• Problem details:
Go to the line that contains "rule | for every" and transcribe from there to the end of the entries, that line and the last one included.
[Given information Boundary: Start]
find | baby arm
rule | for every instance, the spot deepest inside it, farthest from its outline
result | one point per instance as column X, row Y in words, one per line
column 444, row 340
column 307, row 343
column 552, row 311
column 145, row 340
[Given information Boundary: End]
• Your solution:
rule | for every instance, the spot deepest inside it, farthest from its outline
result | one point per instance as column X, row Y in words, one per line
column 444, row 340
column 307, row 343
column 552, row 311
column 145, row 340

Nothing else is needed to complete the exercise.